So they progressed in the career that had been laid out for them. Duels were fought about them, and bets were made about them and their future. For nearly a year there was no topic of the first order save only the Progress of Beauty. The Duke had come boldly forward. He was a double duke—his titles were Hamilton and Brandon—and he had sounded such depths of depravity that he was possibly sincere in his desire to convince the world that his taste in one direction had not become depraved. Elizabeth Gunning may have accepted his service from a hope of being the means of reforming him. But even if she were not to succeed in doing so, her mother would have reminded her that her failure would not make her the less a duchess. It is open, however, for one to believe that this girl cared something for the man and was anxious to amend his life.
Then we hear of her being with him at Lord Chesterfield's ball given at the opening of his new mansion, her fancy dress being that of a Quakeress. Three days later the world in which they lived awoke to learn the astounding news that the Duke of Hamilton and Brandon had married Elizabeth Gunning the previous night.
Here was romance beyond a precedent; and Walpole romanced about it as usual. In his account of the nuptials he succeeds in making more misstatements than one would believe it possible even for such a worker in the art to encompass in half a dozen lines. “When her mother and sister were at Bedford House,” he wrote to Mann, “a sudden ardour, either of wine or love, seized upon him (the Duke); a parson was promptly sent for, but on arriving, refused to officiate without the important essentials of licence or ring. The Duke swore and talked of calling in the Archbishop. Finally the parson's scruples gave way, the licence was overlooked, and the lack of the traditional gold ring was supplied by the ring of a bed curtain!”
This is very amusing, but it is not history. It is a clumsy fiction, unworthy of the resources of the inventor. Sir Horace Mann must have felt that his friend had a poor opinion of his intelligence if he meant him to accept the assurance that the household of the Gunnings and the fingers of His Grace were incapable of yielding to the fastidious parson a better substitute for the traditional gold ring than the thing he introduced. The facts of the incident were quite romantic enough without the need for Walpole's embellishments. It was Valentine's Day, and what more likely than that the suggestion should be made by the ardent lover that so appropriate a date for a wedding would not come round for another year! To suggest difficulties—impossibility—would only be to spur him on to show that he was a true lover. However this may be, it has long ago been proved that the midnight marriage took place in due form at the Curzon Street Chapel in the presence of several witnesses.

» **COLLECTED DATA**

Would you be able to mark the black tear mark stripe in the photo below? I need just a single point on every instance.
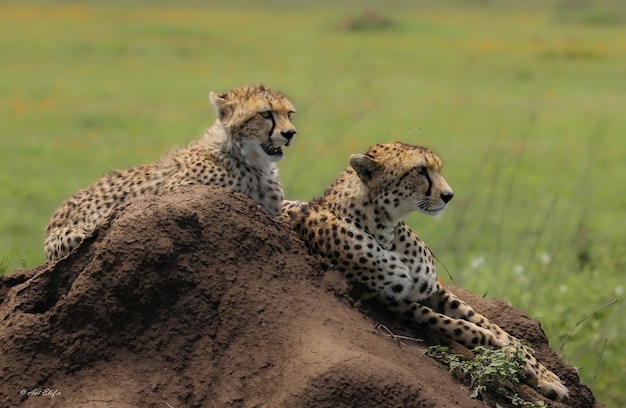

» **EXERCISE A**
In the passage on the Gunning marriage, condense the paragraph beginning "This is very amusing" into a short bulleted list that keeps its main facts.
» **EXERCISE B**
List every individual in the passage on the Gunning marriage who is identified by a personal name or a peerage title.
» **EXERCISE C**
According to the passage on the Gunning marriage, where did the midnight wedding actually take place?

» **EXERCISE SOLUTION A**
- Walpole's story is amusing but untrue: a clumsy fiction, unworthy of its inventor.
- Mann could hardly be expected to believe that the Gunning household and the Duke could find no better substitute for a gold ring than a bed-curtain ring.
- The real events were romantic enough without Walpole's embellishments.
- The wedding fell on Valentine's Day, so the eager Duke may have argued that so fitting a date would not come again for a year. Raising obstacles would only have spurred him on.
- It has long been proved that the midnight marriage took place in due form at the Curzon Street Chapel before several witnesses.

» **EXERCISE SOLUTION B**
- Elizabeth Gunning
- The Duke of Hamilton and Brandon
- Lord Chesterfield
- Walpole
- Sir Horace Mann

» **EXERCISE SOLUTION C**
At the Curzon Street Chapel, in the presence of several witnesses.